_Assigned task 1_
Reproduce the news briefs word for word, from "While these denominations" up to and including "by 15 percent.".
_Assigned task 2_
Summarize the news briefs in three sentences.

_Excerpt provided_
PERSIAN GULF
Postwar Reports
• The National Evangelical Church in Kuwait City emerged from the war safe but scarred. All church members remaining in the country were reported safe after allied troops freed the city. But fleeing Iraqi troops looted the church buildings, taking everything from keepsakes to plumbing as they left.
Southern Baptist missionary Maurice Graham, who was trapped in the U.S. embassy for nearly four months, and Reformed Church in America pastor Jerry Zandstra, who was in the U.S. at the time of the invasion, said they hope to return soon to the church, where more than 8,000 worshiped before the war.
• A European human-rights group charged that since 1968 Iraqi President Saddam Hussein has killed more than 20,000 Assyrian Christians, expelled 75,000, and destroyed nearly 100 churches. The Society for Threatened Peoples said Hussein has targeted the Assyrian Christians (who number an estimated 400,000 to 750,000 in northern Iraq) and the Kurds for persecution and extinction.
• Southern Baptist chaplains recorded at least 1,200 professions of faith by troops serving in the Persian Gulf.
SOVIET UNION
Murders Raise Fears Of Kgb
The killings of three Russian Orthodox priests who championed religious freedom have raised speculation about renewed KGB activity against religion. Last September, Fr. Alexander Menn was killed by an ax blow to the neck (CT, Oct. 22, 1990, p. 60). Orthodox monk Hegumen Lazar was beaten and stabbed last December; Fr. Seraphim Shlykov, a priest at the Church of the Nativity in Moscow, was murdered near midnight on February 1.
During a recent visit to the U.S., Andre Bessmertny, an activist with the Russian Christian Democratic movement and a close associate of Menn’s, told News Network International, “I am convinced that Menn’s death was a result of an either direct or indirect order by the KGB.” While no direct links between the KGB and the murders have been made, human-rights observers point to many unanswered questions about the incidents and the apparent strengthening ties between hard-line Communist party officials and the secret police.
ENGLAND
Denominations Lose
Church attendance in England declined seriously during the past decade, according to a report by MARC (Missions Advanced Research and Communications Center) Europe. Figures in the report “Christian England” indicate that more than 1,000 persons, most under the age of 30, leave the churches each week. Those with the largest declines were the Anglican Church (about 31 percent of those surveyed) with a 9 percent drop since 1979; the Methodist Church, 11 percent; the Roman Catholic Church, 14 percent; and United Reformed Churches, 18 percent.
While these denominations showed decline, evangelical and charismatic churches and groups posted gains. Attendance at “house churches” increased by 144 percent during the past decade. Churches that described themselves as “mainstream” evangelical grew by 15 percent.
More than 38,000 churches were surveyed on one Sunday in October 1989. Some 3.7 million adults and 1.2 million children were in church that day, representing 10 percent of the adult, and 14 percent of the child populations.

_Recorded data_
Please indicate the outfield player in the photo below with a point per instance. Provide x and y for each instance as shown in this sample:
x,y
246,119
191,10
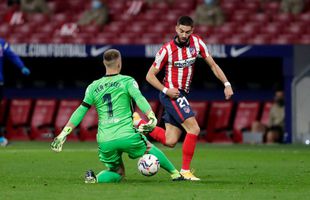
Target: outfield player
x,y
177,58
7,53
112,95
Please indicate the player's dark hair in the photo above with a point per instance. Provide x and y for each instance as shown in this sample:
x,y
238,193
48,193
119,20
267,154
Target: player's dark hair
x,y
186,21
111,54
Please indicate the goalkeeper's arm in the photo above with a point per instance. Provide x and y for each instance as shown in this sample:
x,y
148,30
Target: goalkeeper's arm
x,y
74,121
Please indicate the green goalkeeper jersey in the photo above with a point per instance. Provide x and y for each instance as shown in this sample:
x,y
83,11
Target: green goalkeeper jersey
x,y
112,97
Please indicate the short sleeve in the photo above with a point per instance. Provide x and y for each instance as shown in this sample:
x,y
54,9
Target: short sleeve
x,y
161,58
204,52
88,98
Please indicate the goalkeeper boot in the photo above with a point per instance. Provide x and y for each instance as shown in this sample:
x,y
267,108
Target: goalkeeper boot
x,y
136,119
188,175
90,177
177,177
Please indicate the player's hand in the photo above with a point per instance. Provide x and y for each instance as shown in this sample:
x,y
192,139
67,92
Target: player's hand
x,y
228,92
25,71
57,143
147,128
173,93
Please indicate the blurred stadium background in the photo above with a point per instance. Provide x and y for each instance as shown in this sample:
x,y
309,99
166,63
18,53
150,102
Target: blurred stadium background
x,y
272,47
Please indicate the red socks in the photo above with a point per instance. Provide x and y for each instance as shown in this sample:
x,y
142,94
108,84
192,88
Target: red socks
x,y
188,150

_Expected output 1_
While these denominations showed decline, evangelical and charismatic churches and groups posted gains. Attendance at “house churches” increased by 144 percent during the past decade. Churches that described themselves as “mainstream” evangelical grew by 15 percent.

_Expected output 2_
Fleeing Iraqi troops looted the National Evangelical Church in Kuwait City, though all church members remaining in the country were reported safe. A European human-rights group charged that Saddam Hussein has killed more than 20,000 Assyrian Christians since 1968, and in the Soviet Union the killings of three Russian Orthodox priests who championed religious freedom have raised speculation about renewed KGB activity against religion. A MARC Europe report found that church attendance in England declined seriously over the past decade, with drops for the Anglican, Methodist, Roman Catholic, and United Reformed churches, while evangelical and charismatic churches and groups posted gains.